Excerpt provided:
════════════════
Many stepparents develop close relationships with their spouse’s children, and may even feel like a parent to the children themselves. During a divorce, stepparents can lose all legal rights to their ex-spouse’s children, even resulting in total loss of contact with them. However, for any stepparent wishing to maintain a relationship with his stepchildren after a divorce, there are several ways to gain legal rights.
If a stepparent adopts his spouse’s child before the divorce, he will gain all legal rights to the child that would be afforded to a biological parent. To proceed with this option, the uninvolved parent must agree to give up his or her legal rights to the child, since a child cannot have 3 legal parents. If the child’s biological parent will not agree to give up his rights, the court can force him to, if proof is offered that he is not involved with the child, or is a harmful influence.
In a divorce, a stepparent’s legal ties to his spouse’s children are cut, unless he has already legally adopted them. If not, it may still be possible to maintain involvement by seeking legal custody during the divorce. If it is proven that the stepparent has a strong relationship with the child, primary custody may even be awarded.
Even if a stepparent is not awarded, or does not seek, primary custody, it is still possible for him to maintain a relationship with his ex-spouse’s children after the divorce. Visitation rights may be awarded to a stepparent in the divorce agreement. These stepparent rights come with parental responsibilities. A stepparent who is awarded visitation rights may also be required to pay child support or otherwise assist the primary caregiver in the care of the child.
════════════════
Questions on the material:
1) List each option the stepparent rights passage presents for keeping a legal connection to stepchildren through or after a divorce.
2) Summarize the stepparent rights passage in two sentences.
3) Answer from the stepparent rights passage:
(a) Why must the uninvolved parent give up legal rights before a stepparent can adopt?
(b) What must be proven for a stepparent to be awarded primary custody?
(c) What may a stepparent with visitation rights be required to do?
Rely only on the text above, with no outside knowledge.
════════════════
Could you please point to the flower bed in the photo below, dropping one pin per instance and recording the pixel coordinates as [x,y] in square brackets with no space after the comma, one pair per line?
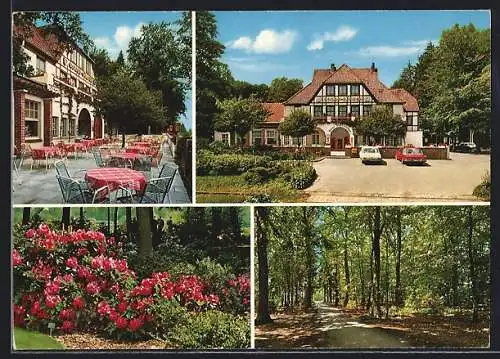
[82,281]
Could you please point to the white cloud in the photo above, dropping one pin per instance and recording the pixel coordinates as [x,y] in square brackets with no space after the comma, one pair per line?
[268,41]
[119,42]
[343,33]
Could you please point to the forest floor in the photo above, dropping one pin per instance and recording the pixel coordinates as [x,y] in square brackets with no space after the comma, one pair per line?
[331,327]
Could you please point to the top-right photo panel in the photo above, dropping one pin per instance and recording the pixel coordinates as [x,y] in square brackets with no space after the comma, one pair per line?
[343,106]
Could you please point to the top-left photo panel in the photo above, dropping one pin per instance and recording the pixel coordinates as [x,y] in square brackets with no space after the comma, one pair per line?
[101,107]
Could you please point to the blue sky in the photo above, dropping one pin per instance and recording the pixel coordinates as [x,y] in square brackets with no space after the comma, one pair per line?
[261,46]
[113,30]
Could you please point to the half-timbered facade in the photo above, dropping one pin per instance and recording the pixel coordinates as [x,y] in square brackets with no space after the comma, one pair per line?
[55,103]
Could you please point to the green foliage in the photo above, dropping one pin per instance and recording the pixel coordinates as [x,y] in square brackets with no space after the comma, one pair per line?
[298,123]
[126,103]
[483,190]
[282,88]
[212,330]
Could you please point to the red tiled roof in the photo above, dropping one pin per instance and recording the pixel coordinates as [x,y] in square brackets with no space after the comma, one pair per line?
[42,41]
[411,103]
[344,74]
[277,111]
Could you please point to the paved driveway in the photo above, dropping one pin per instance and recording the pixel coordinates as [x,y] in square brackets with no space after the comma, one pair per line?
[348,180]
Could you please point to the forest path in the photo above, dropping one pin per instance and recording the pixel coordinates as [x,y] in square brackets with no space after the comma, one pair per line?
[326,327]
[342,330]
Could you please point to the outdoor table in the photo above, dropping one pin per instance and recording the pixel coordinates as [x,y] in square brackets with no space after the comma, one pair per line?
[138,149]
[115,177]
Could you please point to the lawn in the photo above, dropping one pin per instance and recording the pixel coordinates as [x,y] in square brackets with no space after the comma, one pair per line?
[230,189]
[27,340]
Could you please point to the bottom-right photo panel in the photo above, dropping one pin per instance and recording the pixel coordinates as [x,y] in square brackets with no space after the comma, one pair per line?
[372,277]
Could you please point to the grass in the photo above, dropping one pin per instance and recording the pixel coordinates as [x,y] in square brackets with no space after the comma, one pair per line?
[230,189]
[27,340]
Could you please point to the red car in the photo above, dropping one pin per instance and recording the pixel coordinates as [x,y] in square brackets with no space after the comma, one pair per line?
[411,155]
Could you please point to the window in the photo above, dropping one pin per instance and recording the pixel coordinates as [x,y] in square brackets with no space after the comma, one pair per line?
[225,138]
[71,131]
[411,123]
[355,110]
[55,126]
[271,137]
[315,138]
[257,137]
[32,118]
[40,66]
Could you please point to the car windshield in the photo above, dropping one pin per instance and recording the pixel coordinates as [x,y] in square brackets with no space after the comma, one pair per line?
[413,151]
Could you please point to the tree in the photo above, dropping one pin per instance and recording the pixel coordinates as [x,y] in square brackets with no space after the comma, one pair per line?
[282,88]
[407,79]
[65,26]
[297,124]
[263,316]
[240,116]
[381,123]
[159,58]
[145,236]
[127,104]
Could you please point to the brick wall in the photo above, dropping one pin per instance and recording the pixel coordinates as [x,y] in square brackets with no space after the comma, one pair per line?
[19,97]
[47,122]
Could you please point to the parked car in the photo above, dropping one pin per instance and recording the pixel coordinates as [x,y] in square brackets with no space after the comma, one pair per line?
[370,154]
[411,155]
[464,147]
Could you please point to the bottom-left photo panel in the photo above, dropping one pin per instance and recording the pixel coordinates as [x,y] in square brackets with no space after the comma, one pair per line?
[122,278]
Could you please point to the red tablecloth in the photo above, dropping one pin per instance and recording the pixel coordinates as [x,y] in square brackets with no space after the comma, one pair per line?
[138,149]
[42,152]
[115,177]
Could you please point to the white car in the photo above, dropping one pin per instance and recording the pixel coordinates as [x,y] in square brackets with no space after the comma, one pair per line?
[370,154]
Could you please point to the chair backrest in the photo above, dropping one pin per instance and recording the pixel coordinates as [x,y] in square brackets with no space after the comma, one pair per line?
[167,171]
[71,190]
[61,169]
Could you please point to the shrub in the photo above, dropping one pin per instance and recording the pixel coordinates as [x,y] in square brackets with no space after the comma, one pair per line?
[212,330]
[483,190]
[81,280]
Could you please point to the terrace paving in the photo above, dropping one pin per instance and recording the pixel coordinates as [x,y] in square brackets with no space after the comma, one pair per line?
[40,187]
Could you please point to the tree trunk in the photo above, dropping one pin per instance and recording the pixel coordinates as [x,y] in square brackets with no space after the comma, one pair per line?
[472,268]
[263,304]
[26,215]
[128,214]
[398,291]
[145,240]
[65,220]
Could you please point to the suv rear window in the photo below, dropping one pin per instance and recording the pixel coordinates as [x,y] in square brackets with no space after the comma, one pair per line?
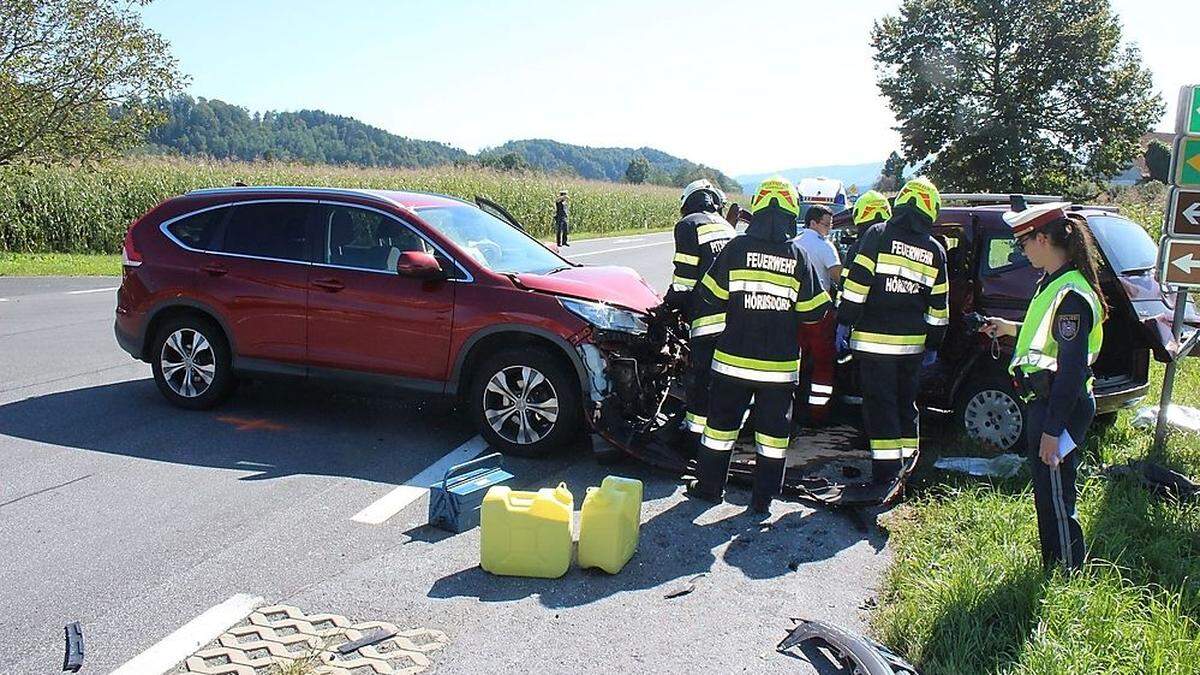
════════════════
Responses to the tasks:
1)
- Adopting the spouse's child before the divorce
- Seeking legal custody during the divorce, which may even be primary custody
- Being awarded visitation rights in the divorce agreement

2) A stepparent's legal ties to a spouse's children are cut in a divorce unless the stepparent has already adopted them, but there are ways to gain legal rights. Adoption gives the stepparent the full rights of a biological parent, and a stepparent can also seek custody or be awarded visitation rights, which may come with duties such as paying child support.

3)
(a) A child cannot have 3 legal parents.
(b) That the stepparent has a strong relationship with the child.
(c) Pay child support or otherwise assist the primary caregiver in the care of the child.